WRITTEN TASK.
Copy out each line exactly; pictures stay out of the copy.

[START OF PROVIDED INFORMATION]

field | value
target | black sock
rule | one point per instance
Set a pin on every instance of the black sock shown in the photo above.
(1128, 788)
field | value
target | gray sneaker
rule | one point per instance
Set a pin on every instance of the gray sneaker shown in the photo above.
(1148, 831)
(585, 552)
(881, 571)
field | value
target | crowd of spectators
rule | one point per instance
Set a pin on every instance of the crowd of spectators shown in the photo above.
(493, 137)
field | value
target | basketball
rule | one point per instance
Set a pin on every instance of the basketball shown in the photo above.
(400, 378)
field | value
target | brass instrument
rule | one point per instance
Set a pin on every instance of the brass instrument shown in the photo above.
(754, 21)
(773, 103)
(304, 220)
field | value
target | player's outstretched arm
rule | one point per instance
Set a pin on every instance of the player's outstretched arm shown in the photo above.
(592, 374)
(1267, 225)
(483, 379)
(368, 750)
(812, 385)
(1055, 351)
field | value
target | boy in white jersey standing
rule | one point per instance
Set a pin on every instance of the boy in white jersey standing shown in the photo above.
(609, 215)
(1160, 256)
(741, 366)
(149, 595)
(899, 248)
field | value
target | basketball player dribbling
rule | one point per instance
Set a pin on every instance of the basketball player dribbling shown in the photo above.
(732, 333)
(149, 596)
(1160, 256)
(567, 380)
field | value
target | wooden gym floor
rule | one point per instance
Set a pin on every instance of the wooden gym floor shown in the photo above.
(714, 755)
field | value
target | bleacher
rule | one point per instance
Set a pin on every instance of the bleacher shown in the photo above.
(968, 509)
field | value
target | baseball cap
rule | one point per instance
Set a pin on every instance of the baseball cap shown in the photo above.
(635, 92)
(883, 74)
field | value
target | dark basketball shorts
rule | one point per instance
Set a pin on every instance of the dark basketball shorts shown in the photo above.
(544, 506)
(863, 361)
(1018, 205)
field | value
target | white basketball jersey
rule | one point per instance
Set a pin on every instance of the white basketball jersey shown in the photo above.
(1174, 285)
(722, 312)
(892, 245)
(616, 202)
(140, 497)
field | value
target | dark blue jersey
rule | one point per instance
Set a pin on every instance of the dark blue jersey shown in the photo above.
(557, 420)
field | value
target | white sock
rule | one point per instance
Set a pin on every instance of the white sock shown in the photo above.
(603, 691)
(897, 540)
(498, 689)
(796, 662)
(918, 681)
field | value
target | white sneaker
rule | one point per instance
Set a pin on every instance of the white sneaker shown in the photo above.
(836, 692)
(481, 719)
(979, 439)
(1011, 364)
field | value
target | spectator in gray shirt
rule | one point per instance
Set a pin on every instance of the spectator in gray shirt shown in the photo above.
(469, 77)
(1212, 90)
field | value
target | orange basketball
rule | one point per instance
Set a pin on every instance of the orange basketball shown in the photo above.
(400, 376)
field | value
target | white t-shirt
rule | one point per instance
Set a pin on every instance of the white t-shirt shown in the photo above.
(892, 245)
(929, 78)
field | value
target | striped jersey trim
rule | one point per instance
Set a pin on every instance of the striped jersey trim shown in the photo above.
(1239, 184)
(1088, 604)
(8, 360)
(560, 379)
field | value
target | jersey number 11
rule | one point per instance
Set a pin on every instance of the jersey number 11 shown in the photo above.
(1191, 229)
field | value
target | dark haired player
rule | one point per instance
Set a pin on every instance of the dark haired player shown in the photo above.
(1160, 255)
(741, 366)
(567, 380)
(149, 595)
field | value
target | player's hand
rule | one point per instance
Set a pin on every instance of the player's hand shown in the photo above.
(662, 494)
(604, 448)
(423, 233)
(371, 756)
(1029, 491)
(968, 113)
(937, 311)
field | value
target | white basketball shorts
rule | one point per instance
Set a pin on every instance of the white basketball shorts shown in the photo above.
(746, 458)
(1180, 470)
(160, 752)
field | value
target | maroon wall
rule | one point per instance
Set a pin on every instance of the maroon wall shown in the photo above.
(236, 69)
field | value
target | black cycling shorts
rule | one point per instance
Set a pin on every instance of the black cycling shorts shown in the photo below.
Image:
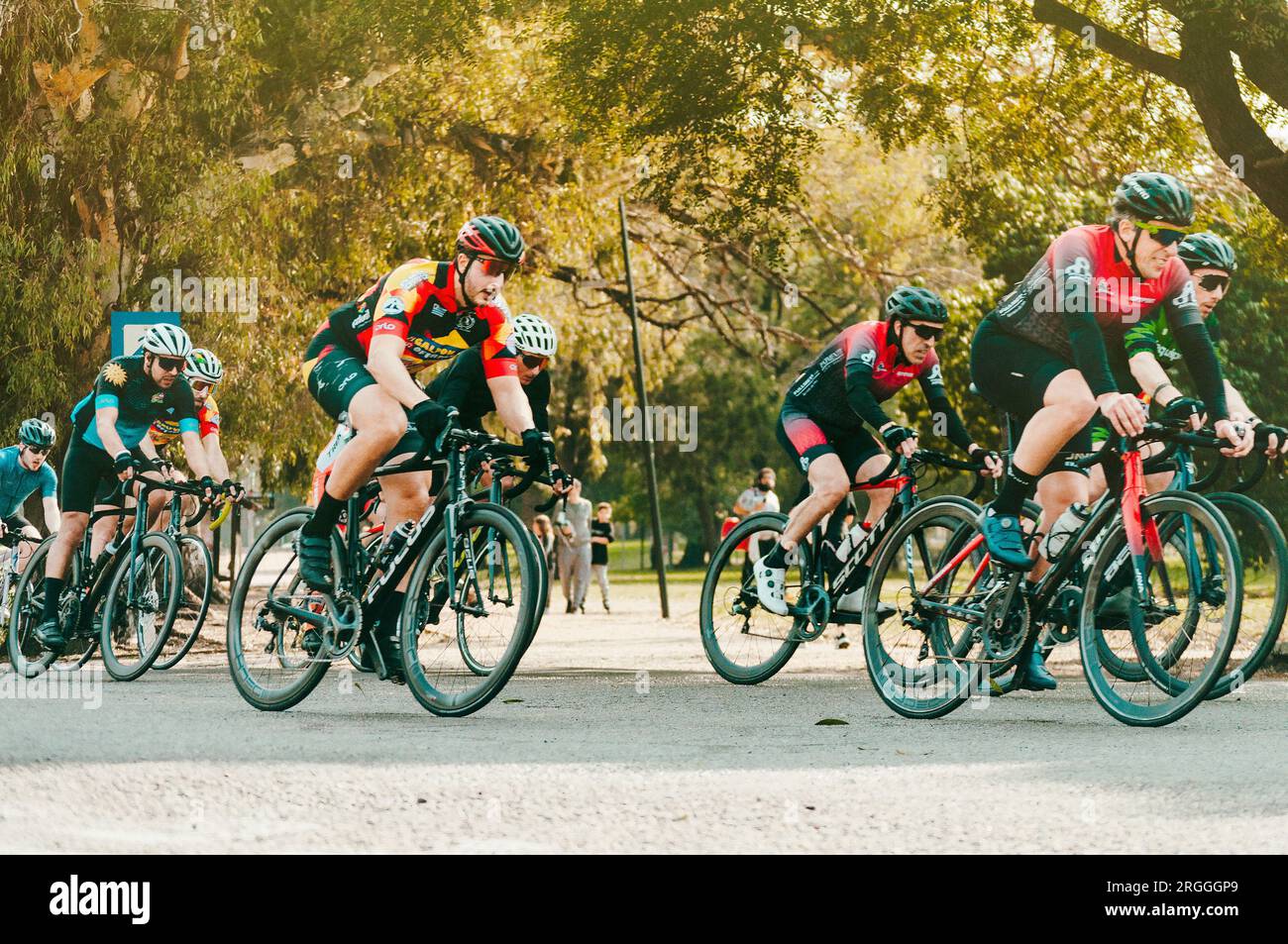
(805, 439)
(1014, 373)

[END OF PROVIDED INFORMATION]

TASK RESPONSE.
field | value
target | black sock
rule | one point per instance
Set a pin on every instance of the black sock shown in the photo above.
(1128, 788)
field | value
target | gray sneaker
rule | one point per instance
Set a pin on every instance of the gray sneaker shown in the photo above.
(1148, 831)
(585, 552)
(881, 571)
field | value
target | crowd of spectators
rule | one point per instance
Set a pin on every instance of the crowd of spectators shown in the photo above.
(493, 137)
field | value
target | basketball
rule | one point per instance
Set a pin on every instance of the basketball shown in the photo above.
(400, 378)
field | value
target | brass instrument
rule | one point per instance
Set a pin on every instance of the brass instrument shown in the photo above.
(754, 21)
(773, 103)
(304, 220)
field | value
target | player's outstretched arm
rule | one point per instance
Set a pin on every instance of the player's outstretched arm shown in the photo above.
(592, 374)
(1267, 225)
(483, 379)
(368, 750)
(812, 385)
(1055, 351)
field | value
target | boy in white jersey standing
rule | one point per instance
Set a pin on every instance of the boy in white jersey standing shown in the photo above.
(609, 215)
(1160, 256)
(741, 366)
(149, 595)
(899, 248)
field | value
target | basketball player dribbling
rule | one point per instance
Set a pin on every instance of the basketball player dribbling shown in the photo above.
(732, 333)
(149, 596)
(1160, 256)
(567, 380)
field | value
target | wooden gym floor
rule | one point per instance
Set a pin on every instance of the wooden gym floor shown in the photo above.
(714, 755)
field | value
target | bleacher
rule | one point per instance
Set a pin on every instance of the bleacher shown in the photo above.
(968, 509)
field | value
target | baseball cap
rule | one point per instance
Set a pin on every instance of the baseball cap shown in the photo above.
(635, 92)
(883, 74)
field | value
target | dark basketball shorts
rule | one point per instance
Set a pin on every instance of the dark basketball shorts shown in the photo above.
(544, 506)
(863, 361)
(1018, 205)
field | value
target | white basketball jersey
rule | one point per instance
Set a pin on every instance of the white basketball jersey shown in the photo above.
(1174, 285)
(722, 312)
(892, 245)
(616, 202)
(140, 497)
field | value
target | dark blue jersey
rule | one point per instance
Set a pin on every instance of the dark blue jersey shown in the photo above.
(557, 420)
field | value
target | white sock
rule | one point per instance
Set a pin on every instance of the white sock shown in the photo above.
(603, 691)
(897, 540)
(498, 689)
(796, 662)
(918, 681)
field | value
target | white sneaker
rule | one point per instance
Set a pin on every instance of the white sneaker shown in the photo above.
(836, 692)
(481, 719)
(979, 439)
(1011, 364)
field | value
target | spectator in gray shirt
rule | one point per instance
Set a pin on every instance of the spectator in gray shirt shown in the photo above.
(469, 77)
(1212, 90)
field | value
target | orange basketball
rule | one point per instance
Set a pin on every instance of the orange basketball shown in the photo above.
(400, 376)
field | value
target | white t-shirt
rule | one point per instance
Set a pin on every instance of the white t-shirt shown in the photo above.
(892, 245)
(929, 78)
field | value
target | striped jersey trim
rule | one point per instance
Set a pin on every instance of the striped jersey trim shown in the photo above.
(1239, 184)
(1088, 604)
(8, 360)
(560, 379)
field | value
target | jersey number 11
rule | one point per instance
Set a pin on every instance of the jersey number 11 shown in the photo above.
(1191, 229)
field | value
target | dark haired player
rule | one point per instance
Set a pin on every instance of the dark haired player shown in the photo above.
(1160, 255)
(741, 366)
(567, 380)
(149, 595)
field | value
target | player's hand
rule | one point per instance
Set a pin on every instance of the player's hand shown in the photo above.
(662, 494)
(604, 448)
(423, 233)
(371, 756)
(1029, 491)
(968, 113)
(937, 311)
field | value
target | white basketball shorts
rule | one point per instance
Set a pin on every instance of the white basketball shorts shown in the photo above.
(746, 458)
(1180, 470)
(160, 752)
field | value
target | maroon wall
rule | one point per instance
Set a pin on every instance of the maroon wall shown in the photo above.
(236, 69)
field | value
target | black cycling shorts
rule | one point per instance
Set a pin on every instance of the black cycling shorts shown in the photo below.
Image:
(805, 439)
(1014, 373)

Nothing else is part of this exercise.